▶ **EXCERPT TO READ**:
[FOM] re Plural Logic/Foundations

Richard Heck richard_heck at brown.edu
Thu Apr 21 00:46:25 EDT 2016


On 04/20/2016 06:33 PM, Harvey Friedman wrote:
> Neil Barton wrote
> http://www.cs.nyu.edu/pipermail/fom/2016-April/019669.html in reply to
> my inquiry.
>
> One role pluralism *could* have for f.o.m. is this.
>
> There might be an interesting way of reformulating traditional f.o.m.
> formalisms such as (fragments of) PA, Z_2, Z_n, RTT, Z(C), ZF(C),
> etcetera, without resorting to arbitrary quantified formulas as in
> induction, comprehension, separation, replacement, etcetera, in favor
> of formulas based on pluralism. And then show that you get systems
> just as strong interpretation-wise or other-wise, or maybe weaker in
> various senses, but still of significant strength. E.g., claim that
> there are legitimately interesting alternative f.o.m. systems based on
> a more subtle kind of underlying language/logic.
>
> A superficial glance at this literature does not yield a trustworthy
> answer to what I am asking.
>
> A start would be any of these:
>
> 1. Plural logic, syntax and semantics. What fragment of FOL= does it
> correspond to, and what does "correspond" mean?
> 2. Plural arithmetic. What fragment of PA does this correspond to, and
> what does "correspond" mean?
> 3. My 1,2 assumes that there are readily appropriate formulations as
> axioms/rules like FOL= and PA. Is that assumption appropriate?

The systems of "plural logic" known to me are usually analogous, in
fairly straightforward ways, to the systems of second-order logic.
Indeed, from a syntactic point of view, they are often
indistinguishable, modulo a bit of "syntactic sugar" here and there.

This was largely the point of the papers by Boolos that launched the
study of such logics in the first place: "To Be Is To Be the Value of a
Variable (or Some Values of Some Variables)" and "Nominalist Platonism".
The original idea was to use plural language as a sort of informal
interpretation of the formalism of second-order logic. Boolos's specific
intent---this is perhaps most visible in the earlier paper "On
Second-order Logic"---was to provide some way of making sense of
second-order ZFC *without* having to assume either that the second-order
variables range over sets or even classes. Boolos thinks the former is
bad because then the first-order quantifers can't range over all sets,
which seems to be what we intend them to do. And he thinks the latter is
bad because (i) set theory aims to be a theory of *all* "collections"

▶ **EXCERPTED DATA**:
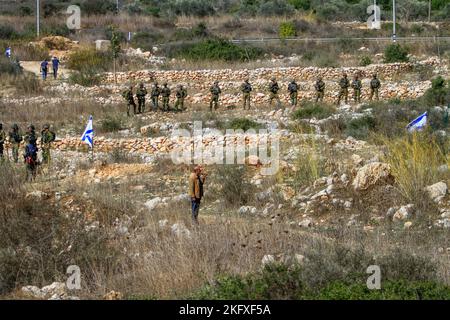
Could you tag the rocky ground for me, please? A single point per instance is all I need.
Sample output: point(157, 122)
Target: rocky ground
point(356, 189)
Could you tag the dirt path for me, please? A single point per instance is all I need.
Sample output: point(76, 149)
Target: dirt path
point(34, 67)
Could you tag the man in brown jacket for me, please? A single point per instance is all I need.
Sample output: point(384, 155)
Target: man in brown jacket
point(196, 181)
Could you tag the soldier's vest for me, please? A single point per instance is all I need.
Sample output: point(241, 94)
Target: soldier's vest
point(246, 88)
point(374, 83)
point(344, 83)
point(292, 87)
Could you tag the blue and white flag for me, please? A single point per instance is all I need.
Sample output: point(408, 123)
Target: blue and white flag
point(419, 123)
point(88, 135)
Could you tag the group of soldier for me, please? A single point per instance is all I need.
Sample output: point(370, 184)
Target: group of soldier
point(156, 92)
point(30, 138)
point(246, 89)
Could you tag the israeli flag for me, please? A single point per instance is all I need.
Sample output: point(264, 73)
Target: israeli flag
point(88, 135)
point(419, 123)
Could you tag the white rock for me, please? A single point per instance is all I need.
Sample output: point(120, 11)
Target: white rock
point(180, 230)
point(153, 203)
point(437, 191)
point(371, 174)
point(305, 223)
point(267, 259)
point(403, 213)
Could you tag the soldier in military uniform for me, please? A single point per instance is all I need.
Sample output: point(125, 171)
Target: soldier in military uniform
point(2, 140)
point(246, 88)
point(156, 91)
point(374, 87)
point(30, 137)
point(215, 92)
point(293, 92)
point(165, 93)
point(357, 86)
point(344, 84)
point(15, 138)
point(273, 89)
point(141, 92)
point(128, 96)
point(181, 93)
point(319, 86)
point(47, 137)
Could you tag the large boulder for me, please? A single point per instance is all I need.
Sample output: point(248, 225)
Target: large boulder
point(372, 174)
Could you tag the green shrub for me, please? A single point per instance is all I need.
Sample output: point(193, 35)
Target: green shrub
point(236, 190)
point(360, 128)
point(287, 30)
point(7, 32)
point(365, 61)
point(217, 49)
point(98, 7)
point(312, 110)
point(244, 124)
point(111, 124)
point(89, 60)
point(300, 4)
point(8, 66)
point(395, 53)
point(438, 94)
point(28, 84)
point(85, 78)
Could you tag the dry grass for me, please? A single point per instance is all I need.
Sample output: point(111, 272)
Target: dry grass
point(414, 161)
...
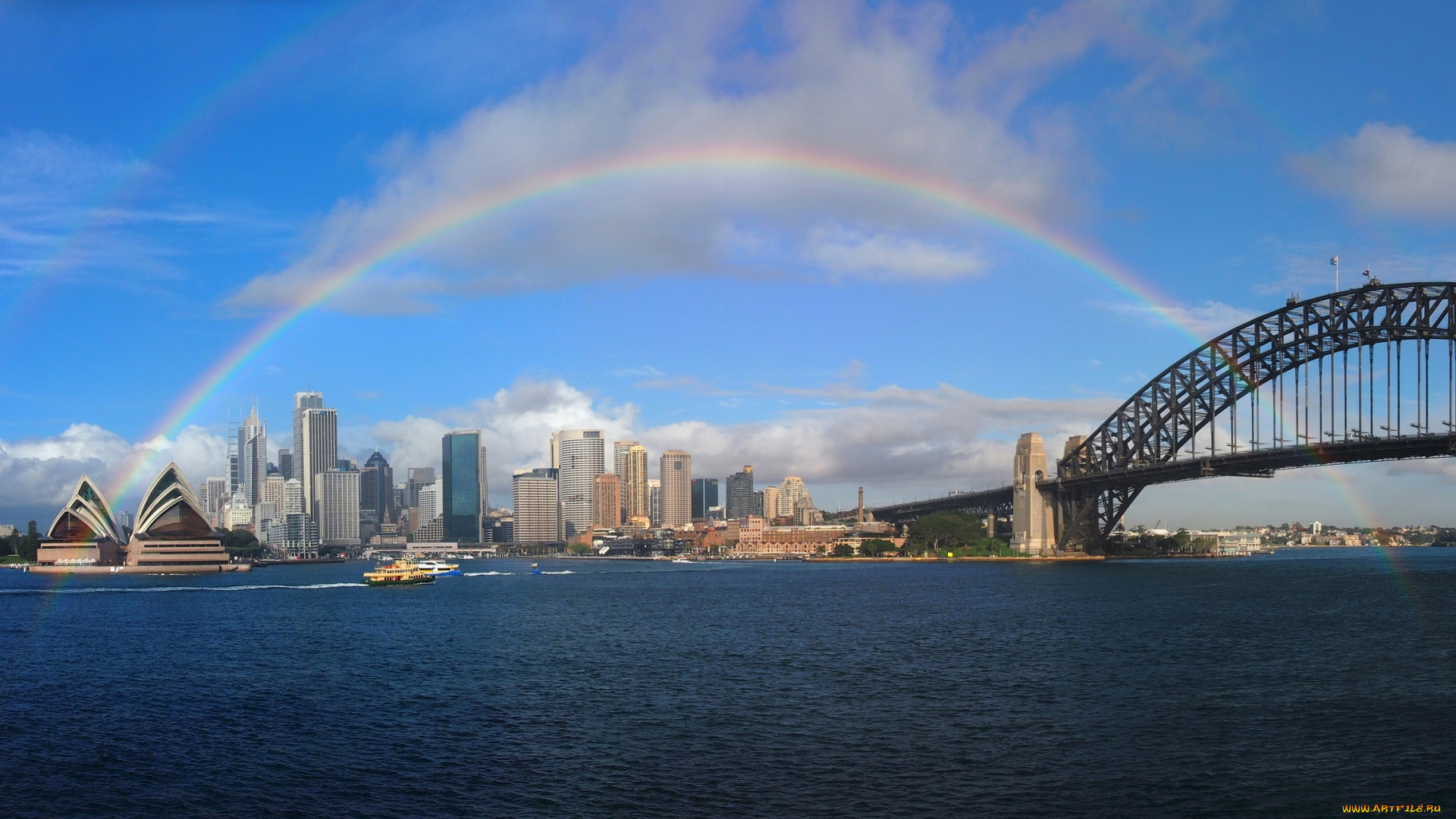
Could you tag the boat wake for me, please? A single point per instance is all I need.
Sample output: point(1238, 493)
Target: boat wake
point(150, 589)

▶ **BRIEF A**: From the plural logic post, extract the part that opens with the words containing "Richard Heck richard_heck" and closes with "reformulating traditional f.o.m.".
▶ **BRIEF B**: In the plural logic post, which two papers by Boolos are said to have launched the study of such logics?

▶ **CORRECT RESULT A**:
Richard Heck richard_heck at brown.edu
Thu Apr 21 00:46:25 EDT 2016


On 04/20/2016 06:33 PM, Harvey Friedman wrote:
> Neil Barton wrote
> http://www.cs.nyu.edu/pipermail/fom/2016-April/019669.html in reply to
> my inquiry.
>
> One role pluralism *could* have for f.o.m. is this.
>
> There might be an interesting way of reformulating traditional f.o.m.

▶ **CORRECT RESULT B**: "To Be Is To Be the Value of a Variable (or Some Values of Some Variables)" and "Nominalist Platonism"